What this task involves: Gather each line of the material below that contains the string "parapet", and copy every such line in full.

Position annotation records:
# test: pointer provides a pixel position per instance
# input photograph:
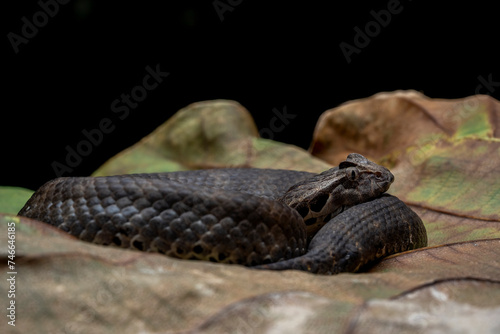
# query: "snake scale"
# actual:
(335, 221)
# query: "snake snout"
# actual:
(383, 180)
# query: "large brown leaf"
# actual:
(67, 285)
(444, 155)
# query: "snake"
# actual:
(340, 220)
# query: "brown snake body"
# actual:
(325, 223)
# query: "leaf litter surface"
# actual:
(445, 157)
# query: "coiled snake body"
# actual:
(325, 223)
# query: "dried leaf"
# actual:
(444, 154)
(445, 157)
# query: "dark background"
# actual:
(264, 55)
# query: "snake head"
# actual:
(323, 196)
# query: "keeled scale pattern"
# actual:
(179, 220)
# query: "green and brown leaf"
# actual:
(445, 155)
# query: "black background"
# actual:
(264, 55)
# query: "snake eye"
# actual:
(352, 173)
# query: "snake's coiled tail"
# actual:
(240, 215)
(359, 235)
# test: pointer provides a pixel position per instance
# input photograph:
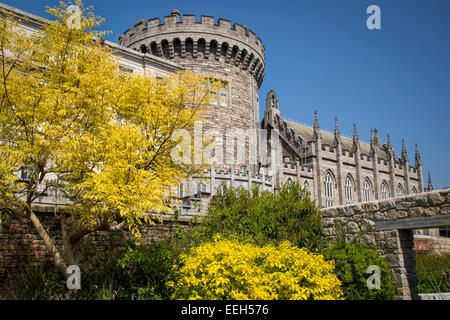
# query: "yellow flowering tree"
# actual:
(229, 270)
(71, 121)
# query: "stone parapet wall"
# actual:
(431, 244)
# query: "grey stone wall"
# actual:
(359, 222)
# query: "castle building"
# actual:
(339, 170)
(335, 169)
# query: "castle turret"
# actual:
(232, 54)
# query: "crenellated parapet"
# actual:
(186, 38)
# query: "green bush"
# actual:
(39, 282)
(429, 269)
(351, 263)
(139, 273)
(266, 217)
(149, 267)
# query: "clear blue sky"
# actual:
(320, 55)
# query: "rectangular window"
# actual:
(220, 95)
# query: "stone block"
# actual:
(435, 199)
(386, 205)
(352, 227)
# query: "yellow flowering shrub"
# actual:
(230, 270)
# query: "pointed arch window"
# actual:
(201, 188)
(399, 191)
(306, 186)
(181, 190)
(348, 187)
(329, 190)
(384, 191)
(367, 190)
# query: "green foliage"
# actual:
(430, 269)
(351, 263)
(266, 217)
(39, 282)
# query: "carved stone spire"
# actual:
(316, 121)
(337, 134)
(404, 153)
(355, 138)
(355, 133)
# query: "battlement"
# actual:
(187, 38)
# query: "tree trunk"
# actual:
(60, 264)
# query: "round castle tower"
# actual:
(233, 55)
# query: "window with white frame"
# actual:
(219, 95)
(181, 190)
(367, 190)
(348, 190)
(399, 190)
(384, 191)
(329, 190)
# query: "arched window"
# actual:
(189, 45)
(384, 191)
(306, 186)
(329, 190)
(201, 188)
(348, 190)
(399, 190)
(367, 190)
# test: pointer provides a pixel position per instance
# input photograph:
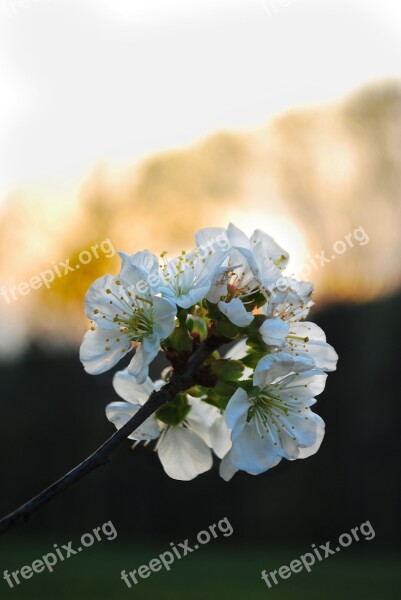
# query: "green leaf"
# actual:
(227, 369)
(198, 325)
(179, 340)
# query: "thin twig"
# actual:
(179, 382)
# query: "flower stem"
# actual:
(179, 382)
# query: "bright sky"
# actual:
(83, 81)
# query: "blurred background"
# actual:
(129, 125)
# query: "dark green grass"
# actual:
(211, 573)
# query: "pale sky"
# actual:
(87, 81)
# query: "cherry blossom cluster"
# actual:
(250, 405)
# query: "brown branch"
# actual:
(178, 383)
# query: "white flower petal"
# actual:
(164, 312)
(310, 450)
(236, 312)
(270, 247)
(227, 469)
(147, 351)
(274, 366)
(183, 454)
(220, 437)
(100, 351)
(128, 388)
(274, 331)
(252, 453)
(237, 409)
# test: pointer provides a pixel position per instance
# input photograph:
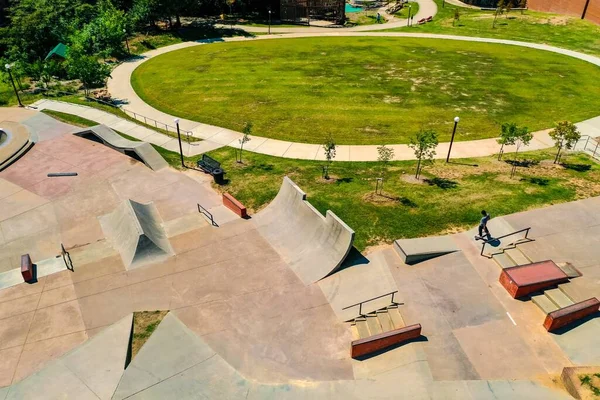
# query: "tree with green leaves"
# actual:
(87, 69)
(565, 136)
(424, 144)
(385, 155)
(329, 147)
(245, 138)
(512, 134)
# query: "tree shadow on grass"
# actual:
(442, 183)
(522, 163)
(536, 180)
(577, 167)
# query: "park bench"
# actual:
(208, 164)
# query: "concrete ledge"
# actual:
(381, 341)
(564, 316)
(522, 280)
(231, 202)
(413, 251)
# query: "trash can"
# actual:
(218, 176)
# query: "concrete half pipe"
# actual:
(314, 246)
(134, 229)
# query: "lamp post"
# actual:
(269, 22)
(179, 138)
(456, 119)
(7, 66)
(126, 41)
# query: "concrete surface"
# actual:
(313, 245)
(143, 151)
(271, 335)
(135, 229)
(413, 251)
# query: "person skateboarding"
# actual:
(483, 226)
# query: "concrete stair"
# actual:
(384, 320)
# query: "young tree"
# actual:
(386, 154)
(329, 147)
(246, 138)
(499, 10)
(88, 70)
(565, 136)
(423, 144)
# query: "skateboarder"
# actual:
(483, 226)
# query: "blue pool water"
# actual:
(350, 8)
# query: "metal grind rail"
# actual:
(525, 238)
(360, 314)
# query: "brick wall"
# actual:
(572, 7)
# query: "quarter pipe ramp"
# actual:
(313, 245)
(140, 151)
(135, 231)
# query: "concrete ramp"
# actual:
(314, 246)
(141, 151)
(413, 251)
(134, 229)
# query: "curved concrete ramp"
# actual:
(314, 246)
(413, 251)
(141, 151)
(135, 231)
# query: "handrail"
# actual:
(374, 298)
(66, 256)
(526, 230)
(207, 213)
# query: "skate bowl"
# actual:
(312, 244)
(134, 229)
(15, 140)
(140, 151)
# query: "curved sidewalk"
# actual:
(120, 88)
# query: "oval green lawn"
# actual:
(369, 90)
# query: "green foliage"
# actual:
(423, 144)
(565, 136)
(87, 69)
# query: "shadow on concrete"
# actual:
(575, 324)
(395, 346)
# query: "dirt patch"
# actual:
(144, 324)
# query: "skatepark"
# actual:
(278, 305)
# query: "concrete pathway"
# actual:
(214, 137)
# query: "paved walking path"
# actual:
(214, 137)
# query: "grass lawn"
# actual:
(449, 199)
(366, 90)
(558, 30)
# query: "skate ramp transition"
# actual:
(313, 245)
(134, 229)
(413, 251)
(141, 151)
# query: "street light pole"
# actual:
(126, 41)
(456, 119)
(269, 22)
(179, 138)
(7, 66)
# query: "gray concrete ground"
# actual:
(255, 328)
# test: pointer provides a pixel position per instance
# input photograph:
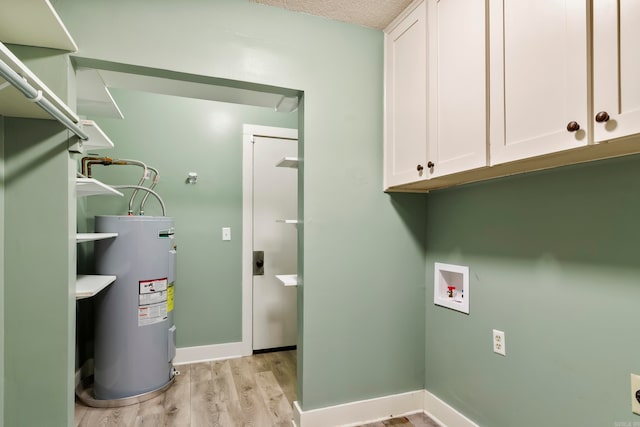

Answer to this exercise:
# query: "stone parapet wall"
# query: "crenellated parapet"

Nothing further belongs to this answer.